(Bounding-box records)
-------------------------

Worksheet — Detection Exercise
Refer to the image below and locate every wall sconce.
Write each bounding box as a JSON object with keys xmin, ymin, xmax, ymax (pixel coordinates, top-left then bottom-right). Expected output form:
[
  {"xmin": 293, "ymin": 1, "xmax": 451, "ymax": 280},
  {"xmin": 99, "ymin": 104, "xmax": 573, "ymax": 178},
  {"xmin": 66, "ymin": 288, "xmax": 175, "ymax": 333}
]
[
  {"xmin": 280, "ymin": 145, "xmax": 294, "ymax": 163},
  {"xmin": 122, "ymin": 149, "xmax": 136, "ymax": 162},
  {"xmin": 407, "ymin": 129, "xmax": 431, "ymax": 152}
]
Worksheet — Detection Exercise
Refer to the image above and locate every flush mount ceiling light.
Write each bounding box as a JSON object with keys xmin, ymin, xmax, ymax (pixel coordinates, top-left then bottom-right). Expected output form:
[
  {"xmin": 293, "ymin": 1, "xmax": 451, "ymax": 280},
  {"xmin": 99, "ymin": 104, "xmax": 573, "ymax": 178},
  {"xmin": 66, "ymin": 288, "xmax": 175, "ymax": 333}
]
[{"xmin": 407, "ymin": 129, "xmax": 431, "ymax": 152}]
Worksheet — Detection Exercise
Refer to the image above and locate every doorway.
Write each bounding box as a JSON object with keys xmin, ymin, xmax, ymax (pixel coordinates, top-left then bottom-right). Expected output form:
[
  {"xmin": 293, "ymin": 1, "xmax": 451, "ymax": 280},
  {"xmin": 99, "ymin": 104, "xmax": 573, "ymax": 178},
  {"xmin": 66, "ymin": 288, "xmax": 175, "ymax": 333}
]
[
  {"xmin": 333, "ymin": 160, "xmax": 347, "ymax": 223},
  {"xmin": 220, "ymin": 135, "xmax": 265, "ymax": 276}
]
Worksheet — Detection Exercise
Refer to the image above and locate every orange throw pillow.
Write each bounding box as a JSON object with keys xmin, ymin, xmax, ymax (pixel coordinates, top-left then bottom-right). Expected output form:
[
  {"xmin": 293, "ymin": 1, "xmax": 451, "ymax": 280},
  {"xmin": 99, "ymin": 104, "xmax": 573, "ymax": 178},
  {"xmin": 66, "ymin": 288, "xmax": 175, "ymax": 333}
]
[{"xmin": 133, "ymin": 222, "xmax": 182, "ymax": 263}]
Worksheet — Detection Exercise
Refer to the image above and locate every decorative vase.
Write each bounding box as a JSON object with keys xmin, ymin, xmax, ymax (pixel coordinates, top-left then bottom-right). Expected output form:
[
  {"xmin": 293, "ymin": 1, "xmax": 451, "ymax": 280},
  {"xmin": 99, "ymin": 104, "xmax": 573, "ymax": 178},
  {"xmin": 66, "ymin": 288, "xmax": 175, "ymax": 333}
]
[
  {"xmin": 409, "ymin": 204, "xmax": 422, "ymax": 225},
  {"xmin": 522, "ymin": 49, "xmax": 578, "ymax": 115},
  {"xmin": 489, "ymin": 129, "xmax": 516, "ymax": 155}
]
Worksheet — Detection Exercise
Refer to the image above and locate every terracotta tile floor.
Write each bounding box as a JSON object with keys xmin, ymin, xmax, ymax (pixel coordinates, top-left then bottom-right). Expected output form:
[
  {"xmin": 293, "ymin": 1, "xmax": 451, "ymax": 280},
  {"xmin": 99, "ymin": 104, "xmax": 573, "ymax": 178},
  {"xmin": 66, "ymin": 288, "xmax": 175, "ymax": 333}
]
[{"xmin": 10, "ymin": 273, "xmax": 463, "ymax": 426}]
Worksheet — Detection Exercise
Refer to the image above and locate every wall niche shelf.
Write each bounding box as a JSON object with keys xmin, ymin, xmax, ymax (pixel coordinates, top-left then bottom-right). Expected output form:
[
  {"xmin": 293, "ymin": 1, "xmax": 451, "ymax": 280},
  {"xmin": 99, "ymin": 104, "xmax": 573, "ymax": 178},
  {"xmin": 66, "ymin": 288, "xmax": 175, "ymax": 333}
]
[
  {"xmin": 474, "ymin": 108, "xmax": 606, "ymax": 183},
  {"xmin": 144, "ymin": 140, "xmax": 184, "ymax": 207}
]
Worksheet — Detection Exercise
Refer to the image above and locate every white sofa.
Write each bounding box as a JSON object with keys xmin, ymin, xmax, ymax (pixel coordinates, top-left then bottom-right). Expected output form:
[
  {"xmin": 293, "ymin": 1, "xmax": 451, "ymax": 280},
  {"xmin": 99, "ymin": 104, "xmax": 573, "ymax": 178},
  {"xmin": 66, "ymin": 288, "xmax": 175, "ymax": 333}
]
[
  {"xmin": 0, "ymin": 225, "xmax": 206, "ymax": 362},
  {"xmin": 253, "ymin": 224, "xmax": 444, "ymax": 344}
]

-------------------------

Do this:
Which lines of the data contain the word "above"? Identify each one and copy it out in full.

Written solution:
Refer to the image above and locate every flush mount ceiling light.
Refer to the image above and locate every doorway.
Refer to the image above and locate every orange throw pillow.
Refer to the image above and locate every decorative vase.
Refer to the image above and locate every terracotta tile floor.
Refer to the image above and locate every wall niche shelf.
Refer to the image above and locate every white sofa.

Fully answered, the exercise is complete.